Goal:
Arrange the lines of the listing as a JSON list of strings, starting at its first line and ending at the line that contains "(348, 1022)", with both of those lines included. Give one string per line and leave out blank lines.

•••

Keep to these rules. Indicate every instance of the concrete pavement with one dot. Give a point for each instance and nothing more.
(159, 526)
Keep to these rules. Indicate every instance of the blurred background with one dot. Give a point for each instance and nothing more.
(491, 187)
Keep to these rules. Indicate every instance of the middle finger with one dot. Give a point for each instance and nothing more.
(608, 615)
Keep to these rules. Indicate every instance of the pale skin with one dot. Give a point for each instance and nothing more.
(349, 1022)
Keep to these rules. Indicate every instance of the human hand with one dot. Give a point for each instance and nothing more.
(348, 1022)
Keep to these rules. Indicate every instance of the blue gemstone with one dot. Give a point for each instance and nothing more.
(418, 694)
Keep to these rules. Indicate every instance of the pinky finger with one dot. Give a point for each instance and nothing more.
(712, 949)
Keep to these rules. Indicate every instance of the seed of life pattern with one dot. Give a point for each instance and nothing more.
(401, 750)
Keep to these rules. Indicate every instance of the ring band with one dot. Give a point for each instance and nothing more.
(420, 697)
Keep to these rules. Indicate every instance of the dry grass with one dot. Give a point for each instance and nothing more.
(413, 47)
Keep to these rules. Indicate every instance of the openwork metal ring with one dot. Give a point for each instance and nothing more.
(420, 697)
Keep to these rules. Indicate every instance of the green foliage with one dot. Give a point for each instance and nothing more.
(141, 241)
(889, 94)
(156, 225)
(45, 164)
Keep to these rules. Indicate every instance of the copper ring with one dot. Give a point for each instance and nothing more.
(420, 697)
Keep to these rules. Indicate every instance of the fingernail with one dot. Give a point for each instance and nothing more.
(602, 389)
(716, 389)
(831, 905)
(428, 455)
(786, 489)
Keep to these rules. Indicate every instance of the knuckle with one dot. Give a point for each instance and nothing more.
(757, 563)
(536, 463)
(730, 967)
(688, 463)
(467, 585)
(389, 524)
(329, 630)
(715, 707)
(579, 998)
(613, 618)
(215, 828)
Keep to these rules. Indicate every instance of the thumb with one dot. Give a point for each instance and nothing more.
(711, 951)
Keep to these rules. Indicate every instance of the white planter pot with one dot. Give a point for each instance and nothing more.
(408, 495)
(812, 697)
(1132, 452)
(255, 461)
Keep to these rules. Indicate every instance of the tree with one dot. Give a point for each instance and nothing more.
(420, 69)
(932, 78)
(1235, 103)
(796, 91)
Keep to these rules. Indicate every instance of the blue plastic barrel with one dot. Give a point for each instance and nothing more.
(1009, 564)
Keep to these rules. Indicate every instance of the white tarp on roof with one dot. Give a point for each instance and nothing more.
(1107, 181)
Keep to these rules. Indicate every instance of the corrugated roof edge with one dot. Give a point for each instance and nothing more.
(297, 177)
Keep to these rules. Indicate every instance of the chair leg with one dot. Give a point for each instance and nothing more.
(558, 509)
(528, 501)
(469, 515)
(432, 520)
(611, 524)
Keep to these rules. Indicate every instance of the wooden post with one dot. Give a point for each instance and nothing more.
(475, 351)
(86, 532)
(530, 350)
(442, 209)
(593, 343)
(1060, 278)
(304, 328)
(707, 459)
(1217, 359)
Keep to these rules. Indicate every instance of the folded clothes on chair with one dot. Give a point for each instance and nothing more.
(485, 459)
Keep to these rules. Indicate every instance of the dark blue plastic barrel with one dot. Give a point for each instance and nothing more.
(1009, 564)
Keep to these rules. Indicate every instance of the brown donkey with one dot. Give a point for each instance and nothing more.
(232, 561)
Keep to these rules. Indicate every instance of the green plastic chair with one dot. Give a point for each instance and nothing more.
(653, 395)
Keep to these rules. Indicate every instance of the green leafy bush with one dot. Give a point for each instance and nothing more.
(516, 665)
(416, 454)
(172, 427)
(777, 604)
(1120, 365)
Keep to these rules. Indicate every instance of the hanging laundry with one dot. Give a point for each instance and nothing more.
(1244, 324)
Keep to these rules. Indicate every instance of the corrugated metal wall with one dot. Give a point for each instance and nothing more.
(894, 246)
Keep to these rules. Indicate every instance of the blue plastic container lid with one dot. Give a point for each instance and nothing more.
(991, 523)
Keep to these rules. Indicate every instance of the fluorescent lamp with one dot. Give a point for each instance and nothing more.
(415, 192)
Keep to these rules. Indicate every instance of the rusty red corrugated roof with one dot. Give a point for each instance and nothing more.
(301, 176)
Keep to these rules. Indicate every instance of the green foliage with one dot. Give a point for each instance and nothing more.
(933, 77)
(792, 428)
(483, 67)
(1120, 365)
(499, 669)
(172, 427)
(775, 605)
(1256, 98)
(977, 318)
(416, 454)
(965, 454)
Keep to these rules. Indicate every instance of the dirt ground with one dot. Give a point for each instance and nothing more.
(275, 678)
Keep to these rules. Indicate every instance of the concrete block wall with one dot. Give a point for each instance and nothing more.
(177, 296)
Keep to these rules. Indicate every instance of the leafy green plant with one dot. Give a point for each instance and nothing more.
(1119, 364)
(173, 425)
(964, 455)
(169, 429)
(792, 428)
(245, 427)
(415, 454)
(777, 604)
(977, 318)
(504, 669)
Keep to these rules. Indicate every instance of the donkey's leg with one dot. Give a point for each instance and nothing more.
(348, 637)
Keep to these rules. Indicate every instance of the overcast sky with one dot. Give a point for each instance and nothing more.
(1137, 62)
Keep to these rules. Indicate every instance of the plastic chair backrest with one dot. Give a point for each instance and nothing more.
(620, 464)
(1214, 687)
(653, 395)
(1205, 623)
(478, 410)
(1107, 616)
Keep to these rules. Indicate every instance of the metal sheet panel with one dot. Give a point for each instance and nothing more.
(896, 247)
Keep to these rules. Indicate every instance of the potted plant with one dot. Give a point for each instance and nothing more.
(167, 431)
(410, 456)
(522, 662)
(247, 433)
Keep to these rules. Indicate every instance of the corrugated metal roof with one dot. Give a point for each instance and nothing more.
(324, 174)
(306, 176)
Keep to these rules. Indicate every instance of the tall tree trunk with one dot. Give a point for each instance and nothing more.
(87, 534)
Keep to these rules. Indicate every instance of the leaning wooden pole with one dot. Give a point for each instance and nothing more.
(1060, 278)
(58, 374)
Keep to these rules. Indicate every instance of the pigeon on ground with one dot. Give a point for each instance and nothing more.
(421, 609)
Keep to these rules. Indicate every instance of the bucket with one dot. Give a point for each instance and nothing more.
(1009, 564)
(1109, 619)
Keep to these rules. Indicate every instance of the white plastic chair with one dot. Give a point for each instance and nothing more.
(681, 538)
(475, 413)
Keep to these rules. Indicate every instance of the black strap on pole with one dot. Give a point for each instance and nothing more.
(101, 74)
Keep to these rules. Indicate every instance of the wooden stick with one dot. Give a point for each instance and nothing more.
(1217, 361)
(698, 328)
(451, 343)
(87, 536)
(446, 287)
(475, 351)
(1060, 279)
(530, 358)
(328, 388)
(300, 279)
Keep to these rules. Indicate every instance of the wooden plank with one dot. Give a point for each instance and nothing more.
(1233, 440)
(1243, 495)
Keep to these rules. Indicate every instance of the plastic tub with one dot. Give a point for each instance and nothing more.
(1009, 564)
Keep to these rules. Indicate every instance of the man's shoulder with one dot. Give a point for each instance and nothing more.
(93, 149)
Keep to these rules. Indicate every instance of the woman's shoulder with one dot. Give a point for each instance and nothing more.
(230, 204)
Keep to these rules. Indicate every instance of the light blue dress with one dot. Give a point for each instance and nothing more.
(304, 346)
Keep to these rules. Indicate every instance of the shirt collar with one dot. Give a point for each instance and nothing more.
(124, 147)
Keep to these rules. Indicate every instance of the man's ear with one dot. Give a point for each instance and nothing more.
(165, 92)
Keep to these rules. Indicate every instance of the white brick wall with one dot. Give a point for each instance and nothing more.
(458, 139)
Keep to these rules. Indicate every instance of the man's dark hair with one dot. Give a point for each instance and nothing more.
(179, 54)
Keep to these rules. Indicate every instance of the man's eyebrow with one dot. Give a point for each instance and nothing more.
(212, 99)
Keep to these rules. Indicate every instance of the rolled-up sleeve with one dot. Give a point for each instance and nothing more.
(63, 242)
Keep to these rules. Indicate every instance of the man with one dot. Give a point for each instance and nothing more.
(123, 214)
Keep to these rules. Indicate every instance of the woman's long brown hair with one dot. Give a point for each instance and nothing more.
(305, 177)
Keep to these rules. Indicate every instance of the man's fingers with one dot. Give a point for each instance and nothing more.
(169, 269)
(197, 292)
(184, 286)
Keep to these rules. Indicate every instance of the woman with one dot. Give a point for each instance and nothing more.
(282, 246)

•••

Response to the task:
[
  "Keep to these rules. Indicate every instance of the concrete pavement with one dot. Give a point for each instance and nothing more.",
  "(159, 526)",
  "Keep to these rules. Indicate every instance of the blurred background with one dot. Give a point for each instance and nothing more.",
  "(491, 187)",
  "Keep to these rules. Indicate every instance of the middle finger with one dot. Give a point for each instance and nothing more.",
  "(608, 615)",
  "Keep to these rules. Indicate every instance of the pale skin with one dot. Give a point for each instance and nothing more.",
  "(349, 1022)",
  "Keep to these rules. Indicate every instance of the human hand with one dot. Give a point for each instance and nothing more.",
  "(348, 1022)"
]